Text:
Training a model on this dataset results in an imbalance classification problem because of the skewness in distribution over the three classes. To address this, the data was resampled using the Imbalanced Learn library in Python. The majority class of healthy patients was sampled so that 12,000 sets of clinical factors were randomly selected. Both minority classes of patients with COVID-19 and patients with pneumonia were oversampled through random duplication so 11,970 sets of clinical factors were added to the original 30 sets for both classes. Specifically, we used the synthetic minority oversampling technique (SMOTe) which is a sampling strategy of 1:399 for the COVID-19 and the pneumonia classes. The complete dataset had 36,000 data points each with sets of clinical factors equally distributed among the three classes. These were split 80/20 into training and testing sets (9,600/2,400 COVID-19, 9,600/2,400 pneumonia, 9,600/2,400 healthy).
2.5 Clinical Factors Neural Network (CFNN)
In addition to CT scans, a patient’s clinical factors can serve as a means of differentiating whether a patient has COVID-19 or bacterial pneumonia. We designed this neural network called the clinical factors neural network (CFNN) to work in conjunction with our CNN (for CT Scans) that was described in Sections 2.2 and 2.3 While a CNN uses convolutional layers to classify CT scans, the CFNN is a standard multilayer perceptron neural network used to classify sets of quantitative factors such as age. The ensembling process to combine the CFNN and CNN is described in Section 4.
We used the Keras API in Tensorflow to design, train, and test our CFNN. The input for our CFNN is a processed set of clinical factors, and the output is a probability distribution of predicted classes (COVID-19, bacterial pneumonia, and healthy). We chose our CFNN to have 6 fully connected layers. The specific architecture for our model is shown in Figure 3. We added a dropout layer for regularization after the first 3 dense layers to reduce overfitting. The dropout factor was tuned to p = 0.5 using the same grid-searching method in Section 2.2.2. There are 60,099 trainable parameters.

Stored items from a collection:
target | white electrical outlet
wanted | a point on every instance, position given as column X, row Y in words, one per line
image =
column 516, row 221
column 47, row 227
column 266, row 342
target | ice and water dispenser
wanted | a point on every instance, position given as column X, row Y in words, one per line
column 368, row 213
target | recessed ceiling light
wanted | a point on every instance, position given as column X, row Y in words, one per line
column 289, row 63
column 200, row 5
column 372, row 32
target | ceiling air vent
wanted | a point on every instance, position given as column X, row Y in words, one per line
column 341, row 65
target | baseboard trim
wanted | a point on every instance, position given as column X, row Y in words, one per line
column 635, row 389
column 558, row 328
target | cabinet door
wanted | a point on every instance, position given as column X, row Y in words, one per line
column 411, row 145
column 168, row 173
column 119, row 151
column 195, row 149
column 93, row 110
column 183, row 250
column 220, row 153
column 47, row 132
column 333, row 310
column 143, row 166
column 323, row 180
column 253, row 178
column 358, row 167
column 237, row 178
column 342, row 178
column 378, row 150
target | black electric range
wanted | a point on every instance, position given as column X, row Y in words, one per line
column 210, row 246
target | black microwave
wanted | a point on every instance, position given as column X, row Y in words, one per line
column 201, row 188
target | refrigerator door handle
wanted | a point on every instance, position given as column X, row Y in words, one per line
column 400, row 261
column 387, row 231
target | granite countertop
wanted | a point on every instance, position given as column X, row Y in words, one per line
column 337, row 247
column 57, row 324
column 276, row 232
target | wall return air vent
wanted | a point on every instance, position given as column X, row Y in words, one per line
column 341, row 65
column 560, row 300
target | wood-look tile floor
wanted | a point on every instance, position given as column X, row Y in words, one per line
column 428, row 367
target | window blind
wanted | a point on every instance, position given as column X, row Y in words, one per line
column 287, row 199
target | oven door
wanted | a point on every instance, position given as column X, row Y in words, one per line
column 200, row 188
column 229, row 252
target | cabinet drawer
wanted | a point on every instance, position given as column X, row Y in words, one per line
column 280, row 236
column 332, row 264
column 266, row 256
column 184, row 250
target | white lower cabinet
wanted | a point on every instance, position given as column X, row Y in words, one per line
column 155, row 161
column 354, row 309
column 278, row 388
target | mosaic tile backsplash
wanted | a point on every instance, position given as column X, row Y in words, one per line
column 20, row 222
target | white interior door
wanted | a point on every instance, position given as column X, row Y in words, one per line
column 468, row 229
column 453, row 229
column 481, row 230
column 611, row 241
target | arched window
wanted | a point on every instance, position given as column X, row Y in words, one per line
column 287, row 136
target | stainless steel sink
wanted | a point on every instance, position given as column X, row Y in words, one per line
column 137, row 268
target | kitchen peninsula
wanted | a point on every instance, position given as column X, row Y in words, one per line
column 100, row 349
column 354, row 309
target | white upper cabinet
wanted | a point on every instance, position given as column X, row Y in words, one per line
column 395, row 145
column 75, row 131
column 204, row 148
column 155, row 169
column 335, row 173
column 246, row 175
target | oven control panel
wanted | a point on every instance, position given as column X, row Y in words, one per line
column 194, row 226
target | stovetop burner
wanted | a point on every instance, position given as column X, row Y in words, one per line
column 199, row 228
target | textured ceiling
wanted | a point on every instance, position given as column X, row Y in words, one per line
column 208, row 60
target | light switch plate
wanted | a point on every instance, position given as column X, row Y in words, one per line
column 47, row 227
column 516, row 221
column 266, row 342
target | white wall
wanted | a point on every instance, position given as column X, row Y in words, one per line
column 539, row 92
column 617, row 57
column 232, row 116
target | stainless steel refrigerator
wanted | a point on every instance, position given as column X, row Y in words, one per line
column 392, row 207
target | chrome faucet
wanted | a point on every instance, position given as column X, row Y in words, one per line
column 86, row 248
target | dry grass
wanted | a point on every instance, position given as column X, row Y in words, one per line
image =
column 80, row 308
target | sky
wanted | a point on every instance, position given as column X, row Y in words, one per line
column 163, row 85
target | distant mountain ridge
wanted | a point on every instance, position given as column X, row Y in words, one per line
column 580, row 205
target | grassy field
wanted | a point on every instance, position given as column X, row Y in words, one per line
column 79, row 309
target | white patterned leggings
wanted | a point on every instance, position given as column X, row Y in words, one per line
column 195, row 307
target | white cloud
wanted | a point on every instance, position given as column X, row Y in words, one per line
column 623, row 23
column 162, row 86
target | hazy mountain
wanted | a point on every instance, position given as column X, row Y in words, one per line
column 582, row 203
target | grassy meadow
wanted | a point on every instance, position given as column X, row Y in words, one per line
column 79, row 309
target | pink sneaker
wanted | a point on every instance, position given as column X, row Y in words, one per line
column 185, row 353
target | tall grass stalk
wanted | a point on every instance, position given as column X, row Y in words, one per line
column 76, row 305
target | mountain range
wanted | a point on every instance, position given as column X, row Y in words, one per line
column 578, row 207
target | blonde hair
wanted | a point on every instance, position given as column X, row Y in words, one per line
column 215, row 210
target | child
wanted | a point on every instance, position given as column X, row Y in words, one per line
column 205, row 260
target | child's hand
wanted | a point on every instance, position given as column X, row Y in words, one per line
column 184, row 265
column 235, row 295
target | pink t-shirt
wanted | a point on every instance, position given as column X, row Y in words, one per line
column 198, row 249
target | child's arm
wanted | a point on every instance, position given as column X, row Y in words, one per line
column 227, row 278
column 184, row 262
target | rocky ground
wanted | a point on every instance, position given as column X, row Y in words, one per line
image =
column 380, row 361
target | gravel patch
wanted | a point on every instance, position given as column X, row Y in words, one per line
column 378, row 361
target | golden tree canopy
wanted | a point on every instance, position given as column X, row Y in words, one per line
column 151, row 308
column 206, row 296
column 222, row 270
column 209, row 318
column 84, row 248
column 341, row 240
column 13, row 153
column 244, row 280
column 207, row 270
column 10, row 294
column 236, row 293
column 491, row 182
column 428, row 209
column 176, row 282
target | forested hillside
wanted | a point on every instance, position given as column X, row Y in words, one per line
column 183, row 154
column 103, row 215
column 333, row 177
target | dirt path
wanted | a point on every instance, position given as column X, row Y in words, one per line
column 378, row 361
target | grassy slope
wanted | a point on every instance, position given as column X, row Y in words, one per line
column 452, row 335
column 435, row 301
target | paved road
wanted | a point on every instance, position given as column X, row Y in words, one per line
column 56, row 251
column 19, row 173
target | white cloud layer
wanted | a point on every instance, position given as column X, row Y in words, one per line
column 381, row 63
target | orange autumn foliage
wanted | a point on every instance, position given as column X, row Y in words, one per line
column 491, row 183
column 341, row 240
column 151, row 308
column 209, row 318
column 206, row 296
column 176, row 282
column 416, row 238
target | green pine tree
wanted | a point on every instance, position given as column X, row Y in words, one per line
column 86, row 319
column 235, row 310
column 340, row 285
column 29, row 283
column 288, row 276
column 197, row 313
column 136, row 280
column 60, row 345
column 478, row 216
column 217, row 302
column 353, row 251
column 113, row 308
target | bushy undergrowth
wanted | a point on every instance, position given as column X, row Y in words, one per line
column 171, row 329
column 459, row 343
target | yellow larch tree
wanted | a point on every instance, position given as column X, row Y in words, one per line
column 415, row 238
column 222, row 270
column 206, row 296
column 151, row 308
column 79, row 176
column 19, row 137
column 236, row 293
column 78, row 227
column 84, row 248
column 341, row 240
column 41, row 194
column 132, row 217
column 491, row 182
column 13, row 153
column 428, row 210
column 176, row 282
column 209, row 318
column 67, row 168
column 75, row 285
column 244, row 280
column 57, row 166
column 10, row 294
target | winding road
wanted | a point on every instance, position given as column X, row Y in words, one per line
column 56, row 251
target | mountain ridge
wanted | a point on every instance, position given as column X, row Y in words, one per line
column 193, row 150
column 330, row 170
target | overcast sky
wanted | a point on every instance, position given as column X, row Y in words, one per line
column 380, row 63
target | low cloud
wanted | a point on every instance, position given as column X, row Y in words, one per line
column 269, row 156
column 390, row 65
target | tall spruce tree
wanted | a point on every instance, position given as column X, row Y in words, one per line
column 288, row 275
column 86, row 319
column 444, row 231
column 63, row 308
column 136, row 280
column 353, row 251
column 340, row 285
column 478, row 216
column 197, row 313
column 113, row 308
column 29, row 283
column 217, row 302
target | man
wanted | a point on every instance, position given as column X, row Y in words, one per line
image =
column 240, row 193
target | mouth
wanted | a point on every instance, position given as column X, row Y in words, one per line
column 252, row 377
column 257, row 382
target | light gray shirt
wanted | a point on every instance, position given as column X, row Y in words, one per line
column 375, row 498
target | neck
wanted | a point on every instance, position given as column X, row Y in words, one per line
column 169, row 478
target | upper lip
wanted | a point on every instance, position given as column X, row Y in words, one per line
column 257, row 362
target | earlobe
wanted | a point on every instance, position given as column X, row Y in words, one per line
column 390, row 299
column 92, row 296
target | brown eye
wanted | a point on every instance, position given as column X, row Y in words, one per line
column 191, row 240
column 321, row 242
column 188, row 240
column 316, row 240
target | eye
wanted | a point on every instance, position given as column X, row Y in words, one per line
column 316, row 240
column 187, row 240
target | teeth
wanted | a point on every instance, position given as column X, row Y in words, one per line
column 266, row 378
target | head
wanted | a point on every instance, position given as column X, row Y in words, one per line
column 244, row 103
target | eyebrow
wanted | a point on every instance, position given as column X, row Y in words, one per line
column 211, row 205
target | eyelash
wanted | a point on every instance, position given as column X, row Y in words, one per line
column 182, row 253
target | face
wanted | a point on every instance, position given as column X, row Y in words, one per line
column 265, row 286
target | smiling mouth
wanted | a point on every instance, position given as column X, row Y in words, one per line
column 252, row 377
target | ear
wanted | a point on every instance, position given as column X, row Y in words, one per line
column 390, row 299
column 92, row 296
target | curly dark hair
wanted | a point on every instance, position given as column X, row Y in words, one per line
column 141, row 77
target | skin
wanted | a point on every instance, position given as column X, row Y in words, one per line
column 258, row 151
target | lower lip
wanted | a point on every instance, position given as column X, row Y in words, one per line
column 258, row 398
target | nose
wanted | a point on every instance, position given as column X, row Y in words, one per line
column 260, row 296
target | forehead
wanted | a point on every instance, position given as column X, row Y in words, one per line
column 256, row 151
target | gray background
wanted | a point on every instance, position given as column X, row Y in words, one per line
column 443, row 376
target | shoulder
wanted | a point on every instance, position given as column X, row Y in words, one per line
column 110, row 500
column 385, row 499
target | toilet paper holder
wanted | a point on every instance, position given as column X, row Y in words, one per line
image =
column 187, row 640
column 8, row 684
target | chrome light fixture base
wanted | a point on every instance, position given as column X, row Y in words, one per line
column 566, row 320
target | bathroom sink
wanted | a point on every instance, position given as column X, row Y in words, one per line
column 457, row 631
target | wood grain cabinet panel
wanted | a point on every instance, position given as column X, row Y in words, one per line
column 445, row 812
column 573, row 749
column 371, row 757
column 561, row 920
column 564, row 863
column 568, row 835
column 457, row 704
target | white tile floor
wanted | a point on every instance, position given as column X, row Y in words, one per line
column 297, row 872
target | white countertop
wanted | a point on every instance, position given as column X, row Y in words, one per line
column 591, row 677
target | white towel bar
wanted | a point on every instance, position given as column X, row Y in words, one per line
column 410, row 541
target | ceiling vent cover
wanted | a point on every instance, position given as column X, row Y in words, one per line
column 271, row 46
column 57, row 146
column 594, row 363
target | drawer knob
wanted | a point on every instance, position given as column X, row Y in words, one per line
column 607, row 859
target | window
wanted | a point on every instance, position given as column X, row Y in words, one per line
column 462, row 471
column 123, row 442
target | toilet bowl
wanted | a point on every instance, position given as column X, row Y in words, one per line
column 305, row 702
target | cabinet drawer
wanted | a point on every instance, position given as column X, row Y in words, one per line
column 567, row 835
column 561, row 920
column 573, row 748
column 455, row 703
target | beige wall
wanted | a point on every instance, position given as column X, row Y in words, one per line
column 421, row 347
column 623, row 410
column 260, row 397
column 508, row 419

Required tasks:
#1 How many trainable parameters does the clinical factors neural network have, according to the text on the clinical factors neural network?
#2 Transcribe the text on the clinical factors neural network from "2.5 Clinical Factors" up to and including "in Section 4.".
#3 Decide whether each statement agrees with the text on the clinical factors neural network, answering yes or no and quoting the deciding words: (a) The data was resampled using the Imbalanced Learn library in Python. (b) The CFNN has 8 fully connected layers. (c) The dropout factor was tuned to p = 0.3.

Responses to the exercise:
#1 It has 60,099 trainable parameters.

#2
2.5 Clinical Factors Neural Network (CFNN)
In addition to CT scans, a patient’s clinical factors can serve as a means of differentiating whether a patient has COVID-19 or bacterial pneumonia. We designed this neural network called the clinical factors neural network (CFNN) to work in conjunction with our CNN (for CT Scans) that was described in Sections 2.2 and 2.3 While a CNN uses convolutional layers to classify CT scans, the CFNN is a standard multilayer perceptron neural network used to classify sets of quantitative factors such as age. The ensembling process to combine the CFNN and CNN is described in Section 4.

#3
(a) Yes: "the data was resampled using the Imbalanced Learn library in Python"
(b) No: "We chose our CFNN to have 6 fully connected layers."
(c) No: "The dropout factor was tuned to p = 0.5"